Start of Passage shown

Dr. Kevin Sabet, former right-hand man for Drug Czar Gil Kerlikowske and champion of the new "Kinder Gentler Drug War" rhetoric that eschews "War on Drugs" metaphors without actually ending the War on Drugs, has a new post up on Huffington Post called "Medical Marijuana: Buyers Remorse in California Reaches New Heights." Unsurprisingly, Dr. Sabet has disabled the ability of Huffington Post readers to leave their own comments. It's not helpful to the mastermind of the Kinder Gentler Drug War to have average people poking holes in the illogic of putting people in cages over their use of what a DEA Administrative Law Judge called "the safest therapeutically active substance known to man" two dozen years ago.
So we'll take care of that here.
This week, the Los Angeles City Council unanimously agreed to shut down all 900 store fronts selling marijuana for so-called "medical" purposes." Siding with neighborhood residents and public health experts like the American Medical Association, the Council took a courageous stand against what has become a magnet for crime, nuisance, and addiction.
As for that AMA link he provided, perhaps he missed the conclusions where they stated, "Results of short term controlled trials indicate that smoked cannabis reduces neuropathic pain, improves appetite and caloric intake especially in patients with reduced muscle mass, and may relieve spasticity and pain in patients with multiple sclerosis." That sounds kind of, I don't know, medical to me.

End of Passage shown
Start of Supplied records

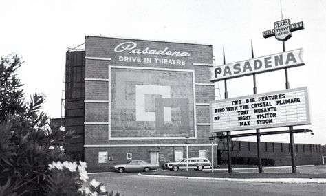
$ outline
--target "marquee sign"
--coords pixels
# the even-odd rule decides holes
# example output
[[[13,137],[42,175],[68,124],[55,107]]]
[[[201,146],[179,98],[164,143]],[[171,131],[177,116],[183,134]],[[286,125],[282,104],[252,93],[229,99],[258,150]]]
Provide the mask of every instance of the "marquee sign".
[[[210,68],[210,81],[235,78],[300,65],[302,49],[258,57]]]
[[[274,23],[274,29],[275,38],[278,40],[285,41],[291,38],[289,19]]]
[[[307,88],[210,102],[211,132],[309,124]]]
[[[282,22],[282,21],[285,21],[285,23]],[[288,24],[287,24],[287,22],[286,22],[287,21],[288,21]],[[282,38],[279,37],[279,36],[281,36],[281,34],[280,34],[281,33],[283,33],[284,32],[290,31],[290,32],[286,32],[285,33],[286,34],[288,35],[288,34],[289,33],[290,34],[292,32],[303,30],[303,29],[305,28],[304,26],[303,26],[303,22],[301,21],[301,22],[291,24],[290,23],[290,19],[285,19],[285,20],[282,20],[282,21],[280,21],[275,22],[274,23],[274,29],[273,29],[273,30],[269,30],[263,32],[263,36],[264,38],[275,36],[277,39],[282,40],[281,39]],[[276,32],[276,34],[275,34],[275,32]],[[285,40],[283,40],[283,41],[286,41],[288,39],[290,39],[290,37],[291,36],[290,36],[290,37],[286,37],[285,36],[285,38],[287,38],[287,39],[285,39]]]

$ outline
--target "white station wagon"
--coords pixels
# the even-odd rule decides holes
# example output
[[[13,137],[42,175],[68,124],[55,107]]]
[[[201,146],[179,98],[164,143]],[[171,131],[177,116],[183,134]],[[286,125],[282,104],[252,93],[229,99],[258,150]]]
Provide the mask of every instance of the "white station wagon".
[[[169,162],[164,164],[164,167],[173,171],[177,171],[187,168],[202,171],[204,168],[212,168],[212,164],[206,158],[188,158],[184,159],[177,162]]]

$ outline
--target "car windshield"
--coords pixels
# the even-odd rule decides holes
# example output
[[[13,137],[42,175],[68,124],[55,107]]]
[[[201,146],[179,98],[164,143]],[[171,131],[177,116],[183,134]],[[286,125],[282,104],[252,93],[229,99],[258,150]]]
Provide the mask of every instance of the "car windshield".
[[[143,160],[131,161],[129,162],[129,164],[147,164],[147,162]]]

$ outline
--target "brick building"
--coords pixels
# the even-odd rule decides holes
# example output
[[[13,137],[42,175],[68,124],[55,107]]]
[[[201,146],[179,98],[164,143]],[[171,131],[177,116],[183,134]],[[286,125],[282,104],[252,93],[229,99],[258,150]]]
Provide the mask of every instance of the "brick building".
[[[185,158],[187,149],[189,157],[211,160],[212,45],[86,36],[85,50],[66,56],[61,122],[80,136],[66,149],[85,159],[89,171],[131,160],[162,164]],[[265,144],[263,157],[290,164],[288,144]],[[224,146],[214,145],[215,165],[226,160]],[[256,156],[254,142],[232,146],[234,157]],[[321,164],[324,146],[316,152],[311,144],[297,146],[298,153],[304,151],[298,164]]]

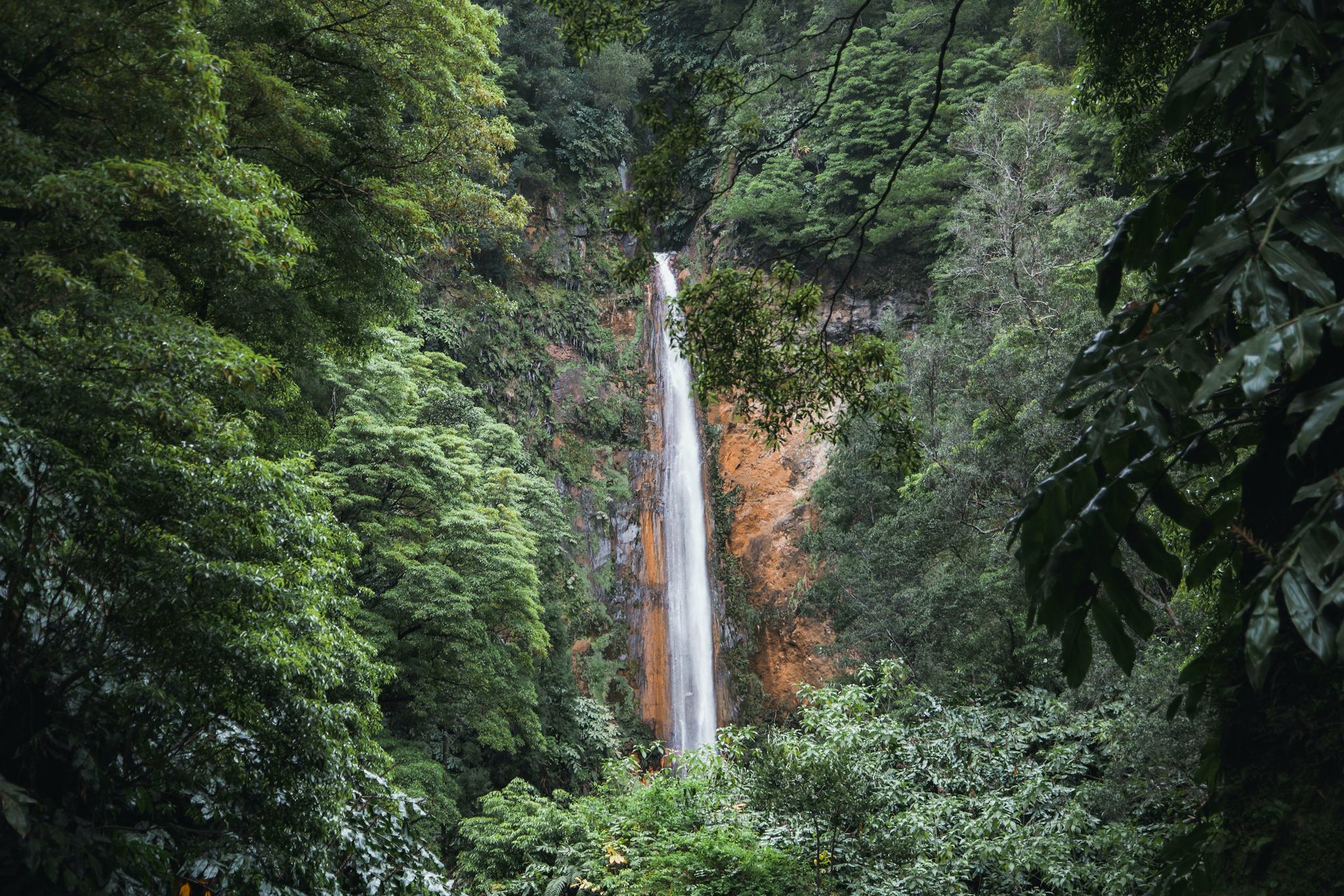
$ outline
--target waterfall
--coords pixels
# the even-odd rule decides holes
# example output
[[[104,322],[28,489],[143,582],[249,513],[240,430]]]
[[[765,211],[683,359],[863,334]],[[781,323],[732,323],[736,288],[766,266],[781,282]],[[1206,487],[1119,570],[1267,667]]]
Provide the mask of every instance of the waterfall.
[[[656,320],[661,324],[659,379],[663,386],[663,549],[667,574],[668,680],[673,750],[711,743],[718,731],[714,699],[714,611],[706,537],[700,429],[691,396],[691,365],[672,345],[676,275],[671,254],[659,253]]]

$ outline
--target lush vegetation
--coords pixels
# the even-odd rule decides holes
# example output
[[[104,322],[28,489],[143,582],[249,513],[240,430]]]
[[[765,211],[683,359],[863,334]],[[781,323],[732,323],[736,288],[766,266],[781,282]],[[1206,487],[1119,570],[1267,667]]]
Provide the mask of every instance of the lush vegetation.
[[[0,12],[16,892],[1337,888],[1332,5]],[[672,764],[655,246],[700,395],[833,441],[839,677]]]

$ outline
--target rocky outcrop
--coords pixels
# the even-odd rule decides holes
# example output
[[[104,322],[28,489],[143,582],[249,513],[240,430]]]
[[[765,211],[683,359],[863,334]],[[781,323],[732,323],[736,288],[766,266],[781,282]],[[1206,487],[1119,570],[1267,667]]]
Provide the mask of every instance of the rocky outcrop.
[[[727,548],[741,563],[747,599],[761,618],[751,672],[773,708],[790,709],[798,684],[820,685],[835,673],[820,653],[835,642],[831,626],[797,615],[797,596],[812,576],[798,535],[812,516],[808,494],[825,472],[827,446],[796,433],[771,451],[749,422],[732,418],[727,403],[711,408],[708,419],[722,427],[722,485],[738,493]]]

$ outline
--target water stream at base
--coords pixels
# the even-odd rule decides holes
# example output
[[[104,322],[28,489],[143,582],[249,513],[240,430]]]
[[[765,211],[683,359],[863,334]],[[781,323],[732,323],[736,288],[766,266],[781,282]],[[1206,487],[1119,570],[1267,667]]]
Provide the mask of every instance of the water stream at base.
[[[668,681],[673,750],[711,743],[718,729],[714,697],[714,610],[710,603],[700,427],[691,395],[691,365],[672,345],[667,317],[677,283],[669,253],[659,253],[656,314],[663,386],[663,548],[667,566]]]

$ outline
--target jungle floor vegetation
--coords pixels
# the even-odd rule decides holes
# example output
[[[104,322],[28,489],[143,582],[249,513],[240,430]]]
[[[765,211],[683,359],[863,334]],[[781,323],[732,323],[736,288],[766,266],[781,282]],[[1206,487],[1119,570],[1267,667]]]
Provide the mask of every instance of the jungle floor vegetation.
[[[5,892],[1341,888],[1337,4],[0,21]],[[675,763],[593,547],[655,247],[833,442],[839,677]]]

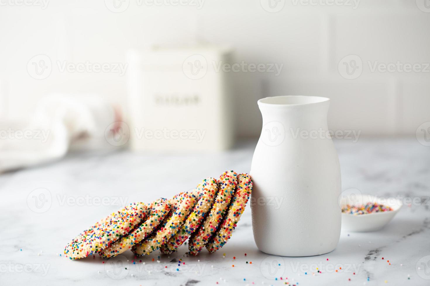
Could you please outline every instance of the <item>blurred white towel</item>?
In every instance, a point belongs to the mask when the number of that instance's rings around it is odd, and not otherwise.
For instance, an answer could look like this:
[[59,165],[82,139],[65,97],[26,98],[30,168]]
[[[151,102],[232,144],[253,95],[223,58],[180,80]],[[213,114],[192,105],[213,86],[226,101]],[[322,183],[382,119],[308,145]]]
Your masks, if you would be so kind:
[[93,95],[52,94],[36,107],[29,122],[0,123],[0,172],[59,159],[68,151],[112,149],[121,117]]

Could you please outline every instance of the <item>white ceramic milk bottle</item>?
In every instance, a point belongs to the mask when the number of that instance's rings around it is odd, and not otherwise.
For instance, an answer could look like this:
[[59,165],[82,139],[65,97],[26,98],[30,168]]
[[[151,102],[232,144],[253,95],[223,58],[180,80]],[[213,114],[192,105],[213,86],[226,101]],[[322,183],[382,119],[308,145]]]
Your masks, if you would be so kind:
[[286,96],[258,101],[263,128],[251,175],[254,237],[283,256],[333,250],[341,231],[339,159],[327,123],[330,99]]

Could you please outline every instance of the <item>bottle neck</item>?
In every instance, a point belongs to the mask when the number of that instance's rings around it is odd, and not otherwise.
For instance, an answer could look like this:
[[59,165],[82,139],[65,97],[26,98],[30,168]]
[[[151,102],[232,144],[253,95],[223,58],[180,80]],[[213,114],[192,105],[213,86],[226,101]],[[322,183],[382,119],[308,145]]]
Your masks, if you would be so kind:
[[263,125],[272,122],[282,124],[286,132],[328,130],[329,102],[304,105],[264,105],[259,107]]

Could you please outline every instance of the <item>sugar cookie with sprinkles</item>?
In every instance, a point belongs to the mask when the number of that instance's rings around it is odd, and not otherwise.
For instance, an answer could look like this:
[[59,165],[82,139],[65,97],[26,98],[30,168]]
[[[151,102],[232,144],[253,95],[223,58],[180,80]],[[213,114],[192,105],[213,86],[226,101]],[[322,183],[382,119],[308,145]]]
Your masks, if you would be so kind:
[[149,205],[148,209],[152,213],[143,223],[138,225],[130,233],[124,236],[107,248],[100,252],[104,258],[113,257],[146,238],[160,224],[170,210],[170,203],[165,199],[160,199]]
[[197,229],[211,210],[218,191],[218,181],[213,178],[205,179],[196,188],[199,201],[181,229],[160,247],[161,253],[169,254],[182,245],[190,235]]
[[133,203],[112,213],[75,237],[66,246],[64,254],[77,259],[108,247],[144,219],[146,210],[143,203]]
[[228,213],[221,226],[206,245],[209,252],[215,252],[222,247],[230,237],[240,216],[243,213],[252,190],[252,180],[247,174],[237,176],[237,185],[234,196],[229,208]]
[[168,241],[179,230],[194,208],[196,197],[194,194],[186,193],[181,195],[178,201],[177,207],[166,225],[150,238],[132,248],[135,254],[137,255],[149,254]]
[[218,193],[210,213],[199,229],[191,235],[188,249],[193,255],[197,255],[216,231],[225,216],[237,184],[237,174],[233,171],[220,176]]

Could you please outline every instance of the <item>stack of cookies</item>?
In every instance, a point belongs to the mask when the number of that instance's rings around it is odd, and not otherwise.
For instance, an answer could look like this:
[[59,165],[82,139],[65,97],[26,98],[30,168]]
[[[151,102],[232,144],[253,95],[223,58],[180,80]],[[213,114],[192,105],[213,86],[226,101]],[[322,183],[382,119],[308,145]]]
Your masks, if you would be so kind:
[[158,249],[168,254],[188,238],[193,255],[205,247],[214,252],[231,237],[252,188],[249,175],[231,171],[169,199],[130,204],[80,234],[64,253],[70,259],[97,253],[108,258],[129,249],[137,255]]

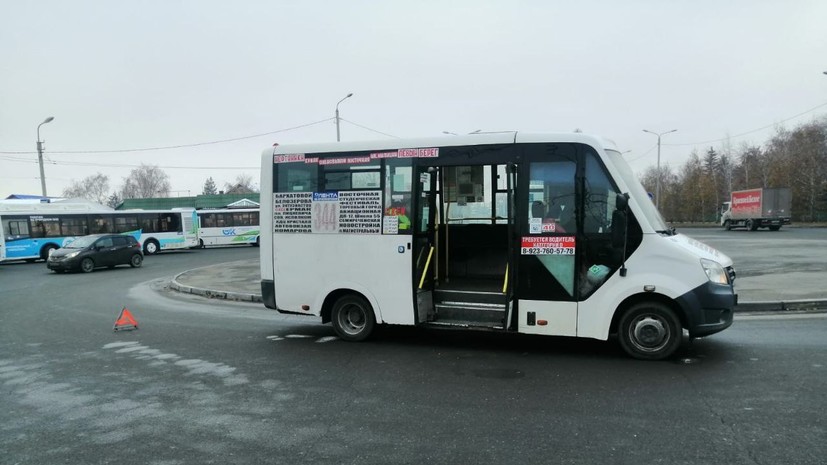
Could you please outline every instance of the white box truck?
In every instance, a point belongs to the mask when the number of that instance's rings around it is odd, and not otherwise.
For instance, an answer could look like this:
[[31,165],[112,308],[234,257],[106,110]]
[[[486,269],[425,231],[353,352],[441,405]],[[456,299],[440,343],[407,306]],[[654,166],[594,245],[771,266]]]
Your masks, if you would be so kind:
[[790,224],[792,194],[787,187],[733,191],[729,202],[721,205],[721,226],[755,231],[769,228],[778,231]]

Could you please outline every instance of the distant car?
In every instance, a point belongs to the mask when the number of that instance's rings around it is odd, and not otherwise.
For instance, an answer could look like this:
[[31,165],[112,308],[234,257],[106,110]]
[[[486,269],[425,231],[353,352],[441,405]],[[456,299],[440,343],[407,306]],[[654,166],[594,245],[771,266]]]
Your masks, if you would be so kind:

End of Supplied records

Problems to solve:
a. Answer these questions about the medical marijuana commentary:
(i) What did a DEA Administrative Law Judge call marijuana?
(ii) How many store fronts did the Los Angeles City Council agree to shut down?
(iii) What is the title of Dr. Sabet's Huffington Post piece?
b. Please quote the medical marijuana commentary word for word from "So we'll take" to "nuisance, and addiction.".
c. The medical marijuana commentary says the store fronts became a magnet for certain things. List them.

Replies:
a.
(i) "the safest therapeutically active substance known to man"
(ii) 900
(iii) "Medical Marijuana: Buyers Remorse in California Reaches New Heights."

b.
So we'll take care of that here.
This week, the Los Angeles City Council unanimously agreed to shut down all 900 store fronts selling marijuana for so-called "medical" purposes." Siding with neighborhood residents and public health experts like the American Medical Association, the Council took a courageous stand against what has become a magnet for crime, nuisance, and addiction.

c. crime, nuisance, addiction